# [DIRECTIONS]
Give back exactly the lines of the material below that start at the line containing "Target: man's hand" and end at the line containing "If you could drop a marker on the fallen", and no others.

# [MATERIAL FOR THE TASK]
──────────
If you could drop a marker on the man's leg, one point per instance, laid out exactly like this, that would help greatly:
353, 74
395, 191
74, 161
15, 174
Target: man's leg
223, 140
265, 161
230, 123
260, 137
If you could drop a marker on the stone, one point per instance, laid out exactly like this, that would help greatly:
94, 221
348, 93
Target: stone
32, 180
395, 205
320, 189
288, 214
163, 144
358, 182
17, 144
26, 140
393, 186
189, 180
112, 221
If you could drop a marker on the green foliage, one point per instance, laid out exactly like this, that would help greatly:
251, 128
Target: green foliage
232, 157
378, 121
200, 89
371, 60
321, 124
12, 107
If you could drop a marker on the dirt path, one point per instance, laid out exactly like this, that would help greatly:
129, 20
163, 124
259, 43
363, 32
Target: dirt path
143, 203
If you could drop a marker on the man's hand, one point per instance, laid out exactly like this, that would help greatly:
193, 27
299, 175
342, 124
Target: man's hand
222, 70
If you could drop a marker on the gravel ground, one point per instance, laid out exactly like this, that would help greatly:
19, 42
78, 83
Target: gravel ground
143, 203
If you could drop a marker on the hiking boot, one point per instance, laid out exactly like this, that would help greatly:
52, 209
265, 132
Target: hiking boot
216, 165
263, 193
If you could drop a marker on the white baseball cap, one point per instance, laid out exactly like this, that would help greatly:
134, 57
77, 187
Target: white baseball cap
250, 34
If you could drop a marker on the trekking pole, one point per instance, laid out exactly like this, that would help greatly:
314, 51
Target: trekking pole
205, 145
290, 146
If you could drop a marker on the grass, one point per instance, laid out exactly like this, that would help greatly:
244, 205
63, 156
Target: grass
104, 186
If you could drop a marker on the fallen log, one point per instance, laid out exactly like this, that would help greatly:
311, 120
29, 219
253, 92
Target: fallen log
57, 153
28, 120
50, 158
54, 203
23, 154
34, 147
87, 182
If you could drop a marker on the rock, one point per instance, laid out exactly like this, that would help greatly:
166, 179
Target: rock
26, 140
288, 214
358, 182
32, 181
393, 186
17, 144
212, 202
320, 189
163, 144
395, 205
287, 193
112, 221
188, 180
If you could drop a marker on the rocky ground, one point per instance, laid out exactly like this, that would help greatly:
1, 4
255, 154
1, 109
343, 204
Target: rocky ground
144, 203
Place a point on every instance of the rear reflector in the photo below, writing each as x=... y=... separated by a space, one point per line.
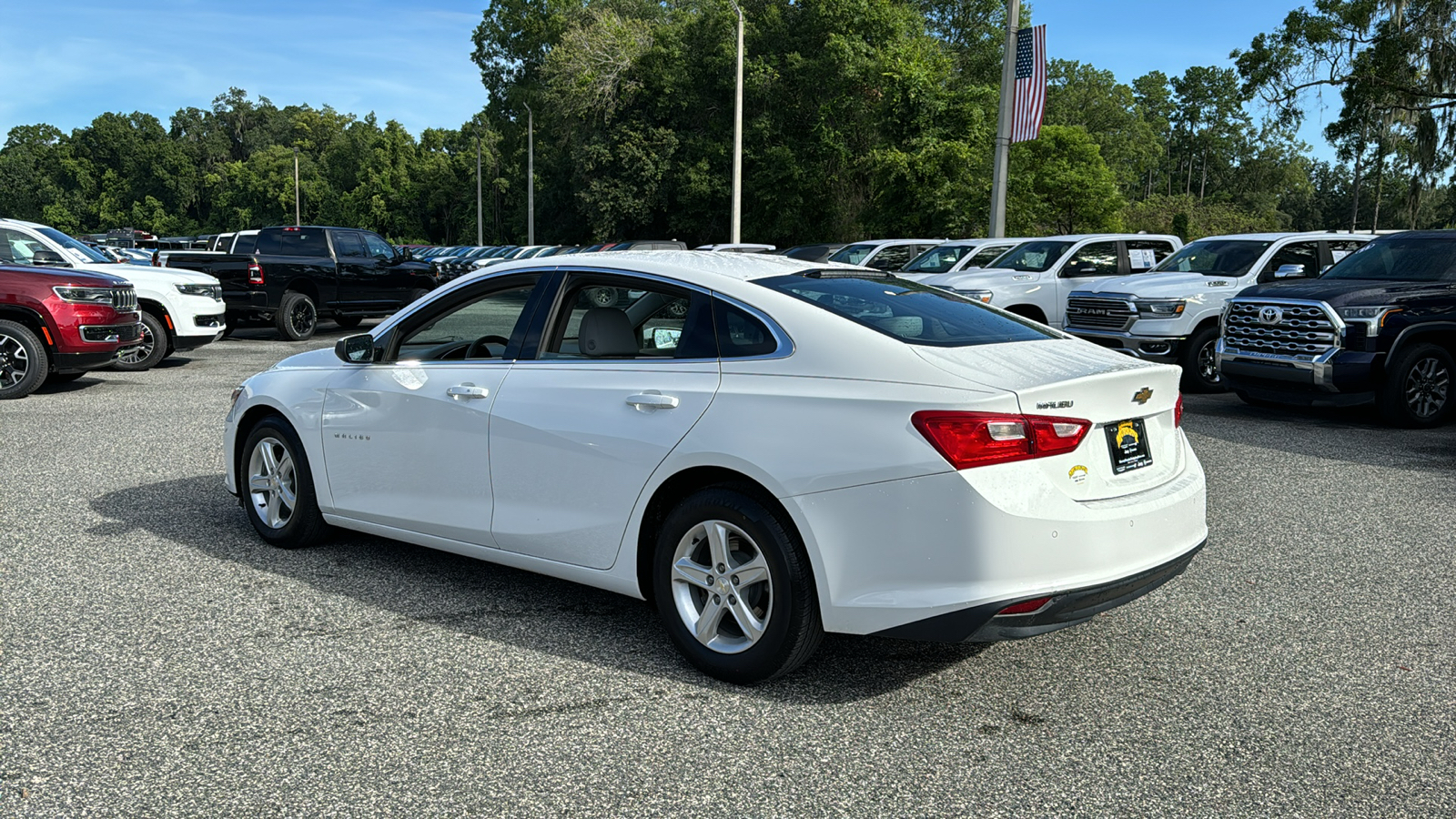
x=1026 y=606
x=979 y=439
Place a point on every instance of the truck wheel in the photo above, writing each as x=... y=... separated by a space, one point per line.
x=149 y=353
x=1417 y=388
x=734 y=588
x=22 y=360
x=1198 y=361
x=298 y=318
x=277 y=487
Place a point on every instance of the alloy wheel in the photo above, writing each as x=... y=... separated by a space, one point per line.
x=15 y=363
x=1426 y=387
x=721 y=586
x=273 y=482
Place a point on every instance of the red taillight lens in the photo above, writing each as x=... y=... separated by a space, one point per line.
x=979 y=439
x=1026 y=606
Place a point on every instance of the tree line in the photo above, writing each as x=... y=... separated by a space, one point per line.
x=861 y=118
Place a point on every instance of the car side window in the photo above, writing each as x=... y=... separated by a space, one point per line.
x=1098 y=258
x=625 y=318
x=379 y=248
x=1145 y=254
x=347 y=244
x=1302 y=254
x=478 y=327
x=893 y=257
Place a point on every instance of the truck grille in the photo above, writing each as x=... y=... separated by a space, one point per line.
x=1295 y=331
x=1099 y=314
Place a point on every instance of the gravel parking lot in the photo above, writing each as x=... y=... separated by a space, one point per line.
x=157 y=659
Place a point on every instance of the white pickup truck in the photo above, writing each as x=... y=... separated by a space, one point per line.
x=179 y=309
x=1172 y=315
x=1036 y=278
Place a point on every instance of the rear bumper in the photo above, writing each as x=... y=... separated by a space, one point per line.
x=1065 y=610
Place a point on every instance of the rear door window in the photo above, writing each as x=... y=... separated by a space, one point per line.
x=907 y=310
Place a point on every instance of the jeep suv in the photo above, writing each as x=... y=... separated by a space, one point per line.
x=57 y=324
x=1378 y=327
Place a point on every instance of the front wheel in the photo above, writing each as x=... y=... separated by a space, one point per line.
x=149 y=353
x=1417 y=388
x=734 y=588
x=22 y=360
x=1200 y=361
x=298 y=317
x=277 y=487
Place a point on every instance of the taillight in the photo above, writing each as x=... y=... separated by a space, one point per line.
x=979 y=439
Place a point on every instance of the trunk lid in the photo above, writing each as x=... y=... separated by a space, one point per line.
x=1075 y=379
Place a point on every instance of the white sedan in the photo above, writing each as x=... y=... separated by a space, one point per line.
x=764 y=448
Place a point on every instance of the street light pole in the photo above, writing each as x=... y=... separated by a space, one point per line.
x=531 y=177
x=737 y=140
x=296 y=217
x=1002 y=159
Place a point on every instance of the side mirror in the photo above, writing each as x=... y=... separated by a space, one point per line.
x=356 y=349
x=48 y=258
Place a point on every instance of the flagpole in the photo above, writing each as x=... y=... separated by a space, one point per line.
x=1004 y=123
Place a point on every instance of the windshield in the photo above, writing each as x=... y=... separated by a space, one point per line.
x=938 y=259
x=1034 y=257
x=854 y=254
x=909 y=310
x=1400 y=258
x=73 y=245
x=1215 y=257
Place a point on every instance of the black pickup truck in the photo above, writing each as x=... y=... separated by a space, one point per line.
x=1378 y=327
x=296 y=276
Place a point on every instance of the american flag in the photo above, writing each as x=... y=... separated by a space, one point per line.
x=1031 y=84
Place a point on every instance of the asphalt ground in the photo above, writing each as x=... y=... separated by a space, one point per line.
x=157 y=659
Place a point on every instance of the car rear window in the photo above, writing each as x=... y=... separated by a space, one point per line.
x=909 y=310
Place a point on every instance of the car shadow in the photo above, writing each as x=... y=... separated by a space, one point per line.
x=1356 y=435
x=422 y=586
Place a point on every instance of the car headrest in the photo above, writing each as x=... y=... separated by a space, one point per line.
x=606 y=331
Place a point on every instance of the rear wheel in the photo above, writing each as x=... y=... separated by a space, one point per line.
x=1200 y=363
x=734 y=588
x=22 y=360
x=298 y=317
x=1417 y=388
x=277 y=487
x=149 y=353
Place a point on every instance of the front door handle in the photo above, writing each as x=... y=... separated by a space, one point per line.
x=652 y=401
x=466 y=392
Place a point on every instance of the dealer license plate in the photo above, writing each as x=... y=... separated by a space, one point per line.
x=1127 y=440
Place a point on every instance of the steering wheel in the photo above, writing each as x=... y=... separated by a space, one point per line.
x=480 y=350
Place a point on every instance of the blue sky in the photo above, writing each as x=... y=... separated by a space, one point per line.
x=65 y=62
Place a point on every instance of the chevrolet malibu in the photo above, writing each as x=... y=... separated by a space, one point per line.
x=763 y=448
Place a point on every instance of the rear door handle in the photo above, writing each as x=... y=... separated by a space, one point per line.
x=652 y=401
x=466 y=392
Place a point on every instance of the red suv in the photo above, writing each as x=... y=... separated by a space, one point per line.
x=57 y=324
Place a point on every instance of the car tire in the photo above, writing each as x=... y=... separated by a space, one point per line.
x=734 y=588
x=149 y=353
x=298 y=317
x=24 y=363
x=277 y=487
x=1198 y=361
x=1417 y=388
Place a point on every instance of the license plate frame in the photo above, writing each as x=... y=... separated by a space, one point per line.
x=1127 y=445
──────────
# [RESULT FOR THIS EXERCISE]
Target: man's hand
222, 70
If you could drop a marker on the gravel ground, one point per instance, laid out exactly like this, that would help greatly:
19, 42
78, 83
Target: gravel ground
143, 203
If you could drop a marker on the hiking boot, one point per instance, laid out exactly like this, that would help greatly:
52, 209
265, 132
Target: hiking boot
216, 165
263, 193
If you could drop a marker on the white baseball cap, one point per instance, laid out exactly like this, that would help greatly:
134, 57
77, 187
Target: white baseball cap
250, 34
If you could drop a marker on the trekking pole, one point per instance, laid out exactly like this, that would help greatly:
314, 51
Target: trekking pole
205, 145
290, 146
If you could drop a marker on the grass, one point per instance, laid out exactly like this, that would help greatly:
244, 205
63, 156
Target: grass
104, 186
If you could drop a marker on the fallen log, one point per instance, laid out exactly like this, that would help greatly:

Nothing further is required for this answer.